start DATA SHOWN
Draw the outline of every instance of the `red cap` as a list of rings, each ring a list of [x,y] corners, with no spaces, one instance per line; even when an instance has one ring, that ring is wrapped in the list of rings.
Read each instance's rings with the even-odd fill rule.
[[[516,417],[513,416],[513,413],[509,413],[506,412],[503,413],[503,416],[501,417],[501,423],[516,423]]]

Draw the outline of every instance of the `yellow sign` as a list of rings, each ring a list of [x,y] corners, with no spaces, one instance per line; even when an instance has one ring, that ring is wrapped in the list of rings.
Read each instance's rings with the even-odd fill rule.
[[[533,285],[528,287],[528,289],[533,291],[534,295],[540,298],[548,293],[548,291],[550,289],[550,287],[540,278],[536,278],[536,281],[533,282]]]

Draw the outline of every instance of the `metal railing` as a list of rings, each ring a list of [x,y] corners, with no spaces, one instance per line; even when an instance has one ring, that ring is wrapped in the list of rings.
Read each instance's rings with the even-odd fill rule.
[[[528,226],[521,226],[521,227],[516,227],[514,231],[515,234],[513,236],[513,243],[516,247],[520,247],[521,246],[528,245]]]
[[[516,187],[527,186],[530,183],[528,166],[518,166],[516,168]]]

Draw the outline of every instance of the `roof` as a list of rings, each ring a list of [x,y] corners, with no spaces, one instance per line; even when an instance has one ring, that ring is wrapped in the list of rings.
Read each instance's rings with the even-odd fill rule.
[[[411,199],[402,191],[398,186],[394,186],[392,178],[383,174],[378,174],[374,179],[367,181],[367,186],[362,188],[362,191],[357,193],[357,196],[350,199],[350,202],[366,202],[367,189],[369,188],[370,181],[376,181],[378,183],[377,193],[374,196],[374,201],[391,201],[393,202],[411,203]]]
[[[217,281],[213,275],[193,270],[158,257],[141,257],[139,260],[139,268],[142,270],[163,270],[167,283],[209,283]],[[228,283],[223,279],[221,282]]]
end DATA SHOWN
§ WHAT THE EXERCISE ASKS: Rewrite every line of the items above as a single numbered list, leaving out the blank lines.

§ PROBLEM SOLUTION:
1. Draw the outline of every instance of the `red cap` as a list of rings, each ring a list of [x,y] corners, with no spaces, one instance per line; even when an instance has one ring, that ring is wrapped in the list of rings.
2. Read each instance's rings with the even-odd fill rule.
3. [[[516,417],[513,416],[513,413],[509,413],[506,412],[503,413],[503,416],[501,417],[501,423],[516,423]]]
4. Draw the outline of every instance of the `yellow sign` as a list of rings, each ring a list of [x,y] corners, with no spaces, one instance per line; even when an instance has one ring, that ring is wrapped in the list of rings.
5. Read each instance's rings with the even-odd fill rule.
6. [[[533,285],[528,287],[528,289],[533,291],[534,295],[540,298],[548,293],[548,291],[550,289],[550,287],[540,278],[536,278],[536,281],[533,282]]]
7. Draw the outline of every instance of the `metal railing` as a list of rings, each ring a list of [x,y] corners, with no spaces, one instance per line; even when an instance has one ring, that ring is wrapped in the list of rings.
8. Read each instance's rings with the even-odd fill rule.
9. [[[528,226],[521,226],[521,227],[516,227],[514,231],[515,234],[513,236],[513,243],[516,247],[520,247],[521,246],[528,245]]]
10. [[[516,187],[527,186],[530,183],[528,166],[518,166],[516,168]]]
11. Draw the outline of every instance of the `roof` as a list of rings, each ring a list of [x,y] corners, with no spaces, one instance per line; even when an instance has one ring, that ring is wrapped in the list of rings.
12. Read each instance's rings with the even-odd fill rule.
13. [[[411,199],[402,191],[398,186],[394,186],[392,178],[383,174],[378,174],[374,179],[367,181],[367,186],[362,188],[362,191],[357,193],[357,196],[350,199],[350,202],[366,202],[367,189],[369,188],[370,181],[376,181],[378,183],[377,193],[374,196],[374,201],[391,201],[393,202],[411,203]]]
14. [[[217,281],[213,275],[193,270],[158,257],[141,257],[139,260],[139,268],[142,270],[163,270],[167,283],[209,283]],[[228,283],[223,279],[221,282]]]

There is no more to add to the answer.